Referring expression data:
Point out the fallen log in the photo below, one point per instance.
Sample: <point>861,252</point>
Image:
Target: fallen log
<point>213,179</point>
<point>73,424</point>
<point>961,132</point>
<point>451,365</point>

### WHAT NEEDS TO BE DONE
Only the lines from the one containing "Sample: <point>861,252</point>" through the last line of the records belong in the answer, each written out exactly.

### RESULT
Sample: <point>861,252</point>
Image:
Target: fallen log
<point>213,179</point>
<point>73,424</point>
<point>961,132</point>
<point>451,365</point>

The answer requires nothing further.